Print each of the records below line for line, without changing a single character.

— start of Task inputs —

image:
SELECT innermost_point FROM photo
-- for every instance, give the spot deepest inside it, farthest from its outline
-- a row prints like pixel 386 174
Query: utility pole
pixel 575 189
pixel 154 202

— end of Task inputs —

Result for this exercise:
image:
SELECT innermost_point FROM photo
-- for every instance, give the spot deepest inside it, farthest from its outline
-- a row prints like pixel 386 174
Query: utility pole
pixel 575 189
pixel 154 202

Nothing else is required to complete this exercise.